In part 1, we ourselves created the additional features (x^2, x^3). Wouldn't it be nice if we create activation functions to do just that and let the neural network decide the weights for connections during training.


In [200]:
import torch
from torch.autograd import Variable
import numpy as np
import matplotlib.pyplot as plt

%matplotlib inline

In [216]:
# Setup the training and test tensors
# Let's generate 400 examples
N = 400
x = np.random.uniform(low=-75, high=100, size=N)
y = 2*x

X_tensor = Variable(torch.FloatTensor(x), requires_grad=False)
y_tensor = Variable(torch.FloatTensor(y), requires_grad=False)

# Test set initialization
x_test = np.array([-2.5, 0.0, 19])
X_test_tsr = Variable(torch.FloatTensor(x_test), requires_grad=False)

# Normalized features
X_min = torch.min(X_tensor)
X_max = torch.max(X_tensor)
X_mean = torch.mean(X_tensor)
X_sub_mean = X_tensor-X_mean.expand_as(X_tensor)
X_max_min = X_max-X_min + 1e-7
X_norm_tsr = X_sub_mean/X_max_min.expand_as(X_sub_mean)

X_test_sub_mean = X_test_tsr-X_mean.expand_as(X_test_tsr)
X_test_norm_tsr = X_test_sub_mean/X_max_min.expand_as(X_test_sub_mean)

In [202]:
# Implement version-2 neural network
import math
from time import time
from collections import OrderedDict

def RunV2NNTraining(X, y, model, learning_rate=1e-5, epochs=5000, batch_size=None, X_test=None, 
                        use_optimizer=None, adam_betas=(0.9, 0.999)):
    # Neural Net
    X_size = X.size()
    N = X_size[0]
    
    loss_fn = torch.nn.MSELoss(size_average=True)
    
    # Choose Optimizer
    optimizer = None
    if use_optimizer:
        if use_optimizer == 'SGD':
            optimizer = torch.optim.SGD(model.parameters(), lr=learning_rate)

SHORT PROBLEM A: In the notebook, how many values of x are drawn from the uniform distribution?

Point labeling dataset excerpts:

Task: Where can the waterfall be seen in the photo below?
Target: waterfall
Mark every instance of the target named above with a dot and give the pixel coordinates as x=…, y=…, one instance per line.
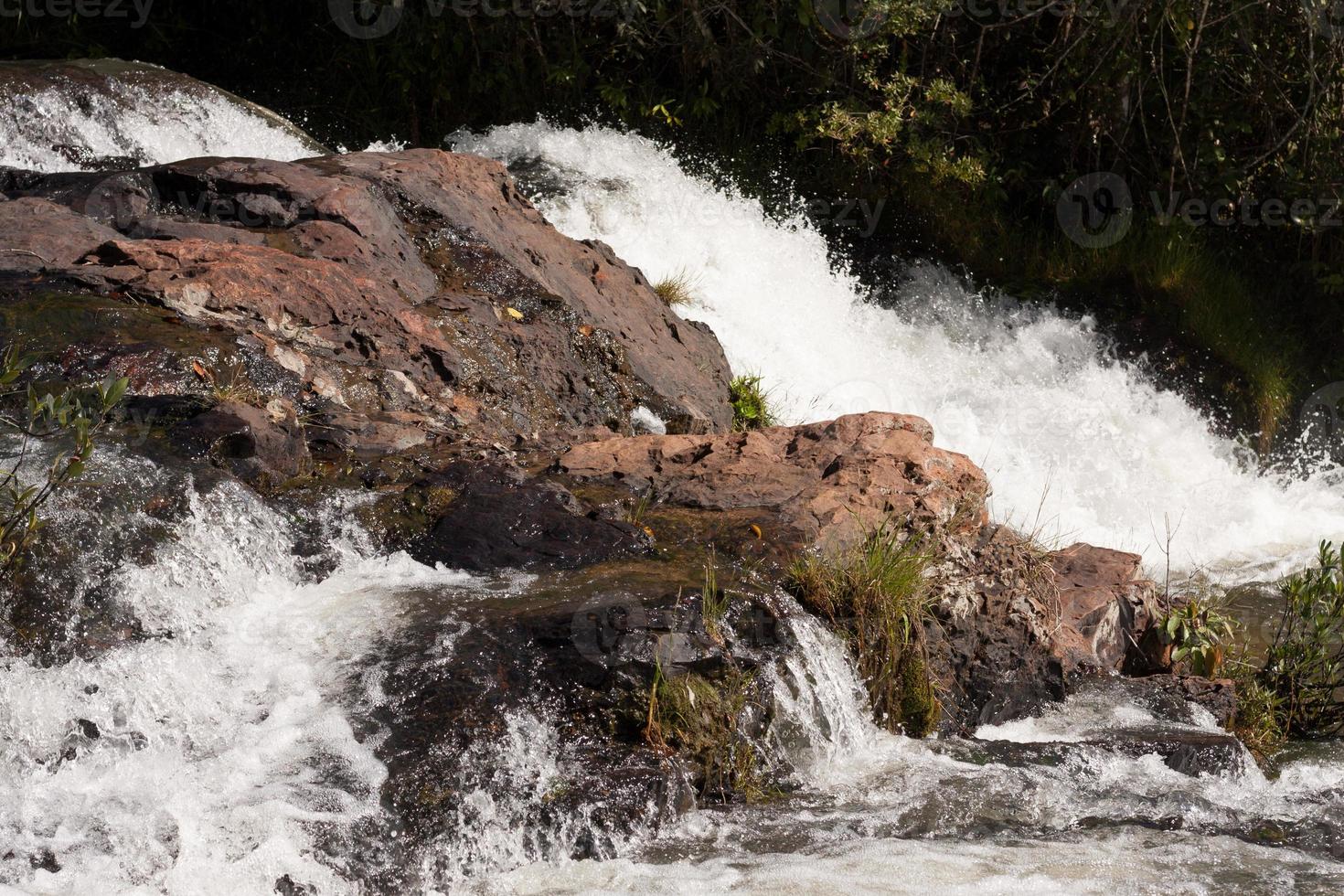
x=1077, y=445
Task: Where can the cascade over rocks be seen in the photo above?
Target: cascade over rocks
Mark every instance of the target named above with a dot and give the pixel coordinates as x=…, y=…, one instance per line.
x=408, y=324
x=1015, y=624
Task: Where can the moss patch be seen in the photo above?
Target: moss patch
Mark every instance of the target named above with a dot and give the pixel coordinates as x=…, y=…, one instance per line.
x=702, y=719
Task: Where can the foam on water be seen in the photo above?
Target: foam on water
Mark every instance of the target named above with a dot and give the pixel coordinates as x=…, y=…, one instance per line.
x=149, y=126
x=1075, y=443
x=225, y=747
x=882, y=813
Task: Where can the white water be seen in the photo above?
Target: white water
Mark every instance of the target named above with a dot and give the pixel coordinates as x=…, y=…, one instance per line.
x=152, y=128
x=226, y=749
x=1075, y=445
x=886, y=815
x=228, y=752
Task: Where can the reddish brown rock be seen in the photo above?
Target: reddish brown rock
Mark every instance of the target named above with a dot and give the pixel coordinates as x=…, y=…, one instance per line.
x=828, y=481
x=418, y=285
x=37, y=234
x=1104, y=603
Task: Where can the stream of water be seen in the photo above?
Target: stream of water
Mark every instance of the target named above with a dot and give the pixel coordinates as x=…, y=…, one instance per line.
x=228, y=756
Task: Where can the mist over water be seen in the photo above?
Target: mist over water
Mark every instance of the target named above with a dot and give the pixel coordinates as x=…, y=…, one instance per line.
x=1077, y=445
x=234, y=749
x=152, y=128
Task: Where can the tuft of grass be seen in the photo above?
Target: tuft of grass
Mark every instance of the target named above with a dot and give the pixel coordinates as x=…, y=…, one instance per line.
x=700, y=719
x=877, y=595
x=750, y=404
x=714, y=601
x=677, y=289
x=1304, y=666
x=228, y=379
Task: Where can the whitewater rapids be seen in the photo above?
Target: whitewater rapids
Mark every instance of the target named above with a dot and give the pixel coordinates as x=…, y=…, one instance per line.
x=1077, y=445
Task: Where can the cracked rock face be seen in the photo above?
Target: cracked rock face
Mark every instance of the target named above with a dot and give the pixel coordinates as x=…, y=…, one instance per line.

SHORT PROBLEM B: From the records, extract every line from the first one down to and including the line containing "x=882, y=813", copying them verbatim and omitting the pictures.

EXERCISE SOLUTION A: 400

EXERCISE SOLUTION B:
Task: Where can the waterfall be seen in the photo below?
Target: waterfall
Mark every instance of the target named above with a dot and give the pixel coordinates as x=…, y=…, one instance per line.
x=1077, y=445
Task: Where can the cascade over rocks be seen in the photo above?
Target: cascade over rocks
Mark every instance of the target named above with a dot and give the pixel coordinates as x=…, y=…, one instance per line.
x=408, y=324
x=1015, y=624
Task: Where can the moss patch be seen in the photo above?
Target: moss patch
Mark every instance of the target named above with a dot and give the pixel coordinates as x=…, y=…, one instance per line.
x=702, y=719
Task: Where can the foam on water be seen in the photo above?
Target: foam on water
Mark every instance of the target named above with a dot and give the pixel coordinates as x=…, y=…, one instance per line.
x=149, y=126
x=1075, y=443
x=225, y=747
x=882, y=813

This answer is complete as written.